## Bounding box labeling entries

[Begin]

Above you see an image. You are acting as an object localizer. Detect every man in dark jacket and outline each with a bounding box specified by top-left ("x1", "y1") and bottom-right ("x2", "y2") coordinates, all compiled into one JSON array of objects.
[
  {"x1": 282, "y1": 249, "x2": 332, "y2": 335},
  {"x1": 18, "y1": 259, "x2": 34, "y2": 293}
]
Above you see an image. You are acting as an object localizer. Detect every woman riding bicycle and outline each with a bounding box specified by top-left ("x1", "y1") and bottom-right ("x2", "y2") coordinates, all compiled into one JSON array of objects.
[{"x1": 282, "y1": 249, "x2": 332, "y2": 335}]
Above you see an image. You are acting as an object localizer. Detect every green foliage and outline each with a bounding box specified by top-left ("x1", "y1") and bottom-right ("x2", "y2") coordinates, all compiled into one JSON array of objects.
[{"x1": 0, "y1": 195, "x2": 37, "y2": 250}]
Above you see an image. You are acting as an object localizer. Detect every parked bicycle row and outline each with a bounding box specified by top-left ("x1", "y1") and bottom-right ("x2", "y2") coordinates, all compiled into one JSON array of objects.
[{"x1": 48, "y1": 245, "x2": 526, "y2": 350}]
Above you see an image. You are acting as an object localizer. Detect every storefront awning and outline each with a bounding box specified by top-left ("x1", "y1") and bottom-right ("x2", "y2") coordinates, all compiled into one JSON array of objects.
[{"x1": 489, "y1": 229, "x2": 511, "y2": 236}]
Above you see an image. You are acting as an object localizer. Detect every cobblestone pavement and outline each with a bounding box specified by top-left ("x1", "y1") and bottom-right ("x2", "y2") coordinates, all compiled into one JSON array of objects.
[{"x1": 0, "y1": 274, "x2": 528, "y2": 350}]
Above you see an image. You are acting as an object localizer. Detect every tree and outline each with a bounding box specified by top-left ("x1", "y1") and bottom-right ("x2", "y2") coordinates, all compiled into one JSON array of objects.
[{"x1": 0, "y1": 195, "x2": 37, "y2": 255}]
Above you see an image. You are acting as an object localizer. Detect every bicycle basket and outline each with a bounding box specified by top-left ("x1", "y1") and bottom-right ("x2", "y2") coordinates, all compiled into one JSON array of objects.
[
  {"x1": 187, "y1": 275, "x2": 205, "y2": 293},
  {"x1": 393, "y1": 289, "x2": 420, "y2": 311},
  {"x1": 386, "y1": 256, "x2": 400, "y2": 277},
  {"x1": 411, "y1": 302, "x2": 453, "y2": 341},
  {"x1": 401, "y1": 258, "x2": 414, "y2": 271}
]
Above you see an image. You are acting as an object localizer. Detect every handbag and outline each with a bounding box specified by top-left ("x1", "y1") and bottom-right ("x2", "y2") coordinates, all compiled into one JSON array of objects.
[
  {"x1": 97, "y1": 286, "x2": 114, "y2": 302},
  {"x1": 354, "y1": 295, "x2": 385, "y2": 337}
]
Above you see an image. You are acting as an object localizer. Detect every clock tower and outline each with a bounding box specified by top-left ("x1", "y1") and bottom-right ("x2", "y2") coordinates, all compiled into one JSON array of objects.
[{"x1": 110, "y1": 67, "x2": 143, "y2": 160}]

[End]

## WHAT IS REQUIRED
Please format every line of the data above as a Markdown table with the columns "Row" and "Line", numbering the rows in order and omitting blank lines.

## CORRECT RESULT
| Row | Line |
|---|---|
| 1 | Above you see an image. You are acting as an object localizer. Detect every man in dark jacket and outline each with a bounding box specified by top-left ("x1", "y1") and bottom-right ("x2", "y2") coordinates, all compiled into one JSON array of objects. |
| 2 | [ |
| 3 |   {"x1": 282, "y1": 249, "x2": 332, "y2": 335}, |
| 4 |   {"x1": 18, "y1": 259, "x2": 34, "y2": 293} |
| 5 | ] |
| 6 | Above you see an image. You are acting as an object localizer. Detect every woman riding bicycle and outline each with a bounding box specified by top-left ("x1", "y1") and bottom-right ("x2", "y2") coordinates, all compiled into one JSON array of objects. |
| 7 | [{"x1": 282, "y1": 249, "x2": 332, "y2": 335}] |
| 8 | Above you see an image. You are acting as an object localizer. Detect every green foliage and outline each with a bounding box specified by top-left ("x1", "y1") and bottom-right ("x2", "y2") coordinates, all compiled into one JSON array of objects. |
| 9 | [{"x1": 0, "y1": 195, "x2": 37, "y2": 250}] |
| 10 | Above you see an image. You are acting as an object localizer. Detect every parked bicycle row and outline each with a bounding box specified by top-left ("x1", "y1") and bottom-right ("x2", "y2") coordinates, all compiled into one JSON array of objects. |
| 11 | [{"x1": 48, "y1": 245, "x2": 526, "y2": 350}] |
| 12 | Above you see an image. You are acting as an object localizer. Detect every storefront awning and outline each with a bounding box specified by top-left ("x1", "y1") and bottom-right ("x2", "y2") coordinates, all compiled into one JSON array of objects. |
| 13 | [{"x1": 489, "y1": 229, "x2": 511, "y2": 236}] |
| 14 | Above you see an image. You are acting as an object localizer. Detect every cobblestone pavement and outline each with a bounding box specified by top-left ("x1", "y1") and bottom-right ("x2", "y2") coordinates, all compiled into one JSON array of objects. |
| 15 | [{"x1": 0, "y1": 274, "x2": 528, "y2": 350}] |
| 16 | Above you see an image. You are acting as an object localizer. Detect every tree and outline each with a bounding box specified by top-left ("x1", "y1") and bottom-right ("x2", "y2") coordinates, all compiled into one JSON array of objects. |
| 17 | [{"x1": 0, "y1": 195, "x2": 37, "y2": 255}] |
| 18 | Above you see an image. You are acting as an object localizer. Detect every bicycle basket and outline each with a bounding box specified by top-left ("x1", "y1") and bottom-right ("x2", "y2") coordinates, all compiled into one JSON array of objects. |
| 19 | [ |
| 20 |   {"x1": 187, "y1": 275, "x2": 205, "y2": 293}, |
| 21 |   {"x1": 393, "y1": 289, "x2": 420, "y2": 311}, |
| 22 |   {"x1": 386, "y1": 256, "x2": 400, "y2": 277}, |
| 23 |   {"x1": 411, "y1": 302, "x2": 453, "y2": 341}, |
| 24 |   {"x1": 401, "y1": 258, "x2": 414, "y2": 271} |
| 25 | ] |
| 26 | Above you see an image. You are acting as an object localizer. Detect every handbag and outline each with a bounding box specified by top-left ("x1", "y1") and bottom-right ("x2", "y2") coordinates, all compiled into one JSON array of objects. |
| 27 | [ |
| 28 |   {"x1": 97, "y1": 286, "x2": 114, "y2": 302}, |
| 29 |   {"x1": 354, "y1": 295, "x2": 385, "y2": 337} |
| 30 | ] |
| 31 | Above you see an image. You are acting as an object localizer. Detect every clock tower and outline each with a bounding box specified by top-left ("x1", "y1") and bottom-right ("x2", "y2") coordinates, all compiled into one JSON array of objects. |
| 32 | [{"x1": 110, "y1": 67, "x2": 143, "y2": 160}] |